The data below must be copied in full and without any change.

[START OF RECORDS]

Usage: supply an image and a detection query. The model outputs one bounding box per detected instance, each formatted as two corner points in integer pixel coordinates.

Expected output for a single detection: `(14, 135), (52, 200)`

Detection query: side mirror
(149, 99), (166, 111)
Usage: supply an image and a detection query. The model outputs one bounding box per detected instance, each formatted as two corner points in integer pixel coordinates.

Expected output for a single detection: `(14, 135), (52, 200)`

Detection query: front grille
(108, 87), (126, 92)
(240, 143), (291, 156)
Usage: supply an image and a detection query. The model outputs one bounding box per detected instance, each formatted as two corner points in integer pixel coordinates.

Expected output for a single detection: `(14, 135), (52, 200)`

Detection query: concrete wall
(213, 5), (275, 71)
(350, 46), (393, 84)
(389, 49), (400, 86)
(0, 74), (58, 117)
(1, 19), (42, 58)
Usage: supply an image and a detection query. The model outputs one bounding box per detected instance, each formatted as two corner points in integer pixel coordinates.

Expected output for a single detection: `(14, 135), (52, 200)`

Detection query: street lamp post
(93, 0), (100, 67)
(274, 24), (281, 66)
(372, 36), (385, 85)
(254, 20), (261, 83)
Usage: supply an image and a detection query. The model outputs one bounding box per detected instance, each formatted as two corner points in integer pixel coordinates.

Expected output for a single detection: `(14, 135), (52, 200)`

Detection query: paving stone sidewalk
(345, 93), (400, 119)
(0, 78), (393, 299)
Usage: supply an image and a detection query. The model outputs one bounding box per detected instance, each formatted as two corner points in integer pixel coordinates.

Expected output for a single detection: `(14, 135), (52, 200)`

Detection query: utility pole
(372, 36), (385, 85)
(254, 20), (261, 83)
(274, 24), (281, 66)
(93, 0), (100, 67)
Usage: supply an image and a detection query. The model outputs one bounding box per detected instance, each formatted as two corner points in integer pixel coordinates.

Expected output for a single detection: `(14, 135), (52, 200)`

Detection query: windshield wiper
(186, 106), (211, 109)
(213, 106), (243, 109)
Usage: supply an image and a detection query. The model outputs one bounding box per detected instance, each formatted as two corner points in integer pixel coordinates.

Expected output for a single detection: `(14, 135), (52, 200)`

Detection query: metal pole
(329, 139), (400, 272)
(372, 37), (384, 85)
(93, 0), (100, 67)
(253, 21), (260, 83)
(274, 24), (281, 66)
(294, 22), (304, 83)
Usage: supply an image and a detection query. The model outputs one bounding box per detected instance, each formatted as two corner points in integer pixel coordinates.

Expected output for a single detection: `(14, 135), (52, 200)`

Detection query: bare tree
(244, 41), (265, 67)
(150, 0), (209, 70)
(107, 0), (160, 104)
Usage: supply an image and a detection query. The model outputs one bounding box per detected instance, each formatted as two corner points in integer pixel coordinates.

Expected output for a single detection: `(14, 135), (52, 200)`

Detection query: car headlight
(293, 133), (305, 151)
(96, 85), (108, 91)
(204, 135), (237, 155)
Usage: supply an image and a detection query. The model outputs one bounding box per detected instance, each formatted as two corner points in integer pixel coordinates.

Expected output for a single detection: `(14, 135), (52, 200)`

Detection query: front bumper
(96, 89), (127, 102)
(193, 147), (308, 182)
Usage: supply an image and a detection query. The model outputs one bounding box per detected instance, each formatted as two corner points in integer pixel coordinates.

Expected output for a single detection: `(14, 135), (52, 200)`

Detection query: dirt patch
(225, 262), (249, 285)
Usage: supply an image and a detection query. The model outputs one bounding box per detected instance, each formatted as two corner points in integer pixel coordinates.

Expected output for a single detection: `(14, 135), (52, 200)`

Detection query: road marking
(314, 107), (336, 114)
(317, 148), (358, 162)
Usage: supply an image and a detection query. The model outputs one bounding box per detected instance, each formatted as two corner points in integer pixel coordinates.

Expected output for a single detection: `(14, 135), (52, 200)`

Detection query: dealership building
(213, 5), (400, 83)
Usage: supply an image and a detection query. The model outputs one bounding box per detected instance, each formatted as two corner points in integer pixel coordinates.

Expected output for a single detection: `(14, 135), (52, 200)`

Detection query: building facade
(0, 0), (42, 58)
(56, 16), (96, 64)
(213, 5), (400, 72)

[END OF RECORDS]

# TASK ANSWER:
Usage: supply an image and a detection query. The model outputs one bounding box per detected instance, each formatted as two corner points in integer pixel coordinates.

Expected output for a single detection: `(14, 135), (52, 200)`

Detection query: side mirror
(149, 99), (166, 111)
Usage: supply an image and a detection query. The model outputs one bounding box per detected instance, each formatted as two corner points in integer pixel coordinates.

Expected output for a single detection: `(14, 135), (52, 200)`

Detection query: front grille
(108, 87), (126, 92)
(240, 143), (291, 156)
Usage: supply an image and a detection query. The model outputs one bounding box per detected instance, each formatted as two corner points in integer pixel coordinates.

Expected output for a single detection: `(14, 135), (52, 200)`

Detection query: concrete wall
(213, 5), (275, 71)
(350, 46), (393, 84)
(389, 49), (400, 86)
(0, 74), (58, 117)
(1, 19), (42, 58)
Usage: supply an image and a detection query. The model outputs one bounding box per detected instance, each formatted as two corner points in integer pixel coordinates.

Expected output for a single detection: `(14, 135), (52, 200)`

Detection query: street lamp post
(93, 0), (100, 67)
(274, 24), (281, 66)
(372, 36), (385, 85)
(254, 20), (261, 83)
Usage: supply an image and a detection query. The model outputs one bounding box per detected instance, each formatted as two corner points in integer pixel coordinates.

Expected output for a single detection: `(14, 135), (52, 200)`

Detection query: paving stone sidewalk
(345, 93), (400, 119)
(0, 78), (393, 299)
Usage: supply an image and a detection query. The model outputs one bounding box per detected instance, each formatted as two corner points in integer pixel coordinates.

Expected output for a single detection: `(14, 135), (52, 200)`

Detection query: utility pole
(372, 36), (385, 85)
(254, 20), (261, 83)
(274, 24), (281, 66)
(93, 0), (100, 67)
Usage: supply an image and a detection query. The model outputs one bounding box per detected instance, each formatted as two corner points in integer pixel coordinates.

Expected output for a single detection: `(14, 135), (52, 200)`

Detection query: windshield wiper
(186, 106), (211, 109)
(213, 106), (243, 109)
Usage: supply an image and a detection query. The model outputs one bounding box per detected instance, each formatted as two corner points in integer pixel coordinates.

Expected output for a single detection: `(14, 135), (52, 200)`

Detection query: metal pole
(329, 139), (400, 272)
(372, 37), (384, 85)
(93, 0), (100, 67)
(253, 21), (260, 83)
(274, 24), (281, 66)
(294, 22), (304, 83)
Usage: supply an image and a detection query. The model outputs one bounding box per detected instance, each formatted as two corner points in integer pixel coordinates.

Expected output for a single detection: `(14, 135), (52, 200)`

Detection query: bare tree
(244, 41), (265, 67)
(150, 0), (209, 70)
(107, 0), (160, 104)
Usage: supply an image and a detection query. The model outputs one bounding box per detected instance, each formatted as two corner points in integer pixel coordinates.

Expected output for a single detection: `(14, 135), (52, 200)`

Detection query: car headlight
(293, 133), (305, 151)
(96, 85), (108, 91)
(204, 135), (237, 155)
Usage: supply an image and a detection query. The model outputs one bounding box per detected instance, each formatted as two corner points in integer pixel coordinates.

Expected output for a single detection: `(14, 135), (52, 200)`

Detection query: front bumper
(96, 89), (127, 102)
(193, 147), (308, 182)
Usage: supply an image and a detection query. The model outputs one bounding box per detected instance, each formatted as two corner points in integer pixel coordinates.

Expected output for a single detection: `(14, 135), (52, 200)`

Detection query: dirt patch
(225, 262), (249, 285)
Usage: supply an image and a detection query. The model outputs one bounding box per detected instance, each formatted as two corner points in integer pixel coordinates.

Expected output for a single detection: `(14, 135), (52, 200)`

Detection query: road marking
(314, 107), (336, 114)
(317, 148), (358, 162)
Usage: supply an image and a detection query. The model outputs one bounding box per detected instance, each formatted as two corner points in integer pixel coordinates.

Expected output for a single detection: `(14, 135), (52, 200)`

Detection query: dealership building
(213, 5), (400, 83)
Usage: supply an image and a detection query. The model outputs one bounding box per detected instance, each formatted as two corner points in integer pixel coordinates.

Expected output for a single detection: `(14, 135), (52, 200)`

Detection query: building facade
(0, 0), (42, 58)
(56, 16), (96, 64)
(213, 5), (400, 72)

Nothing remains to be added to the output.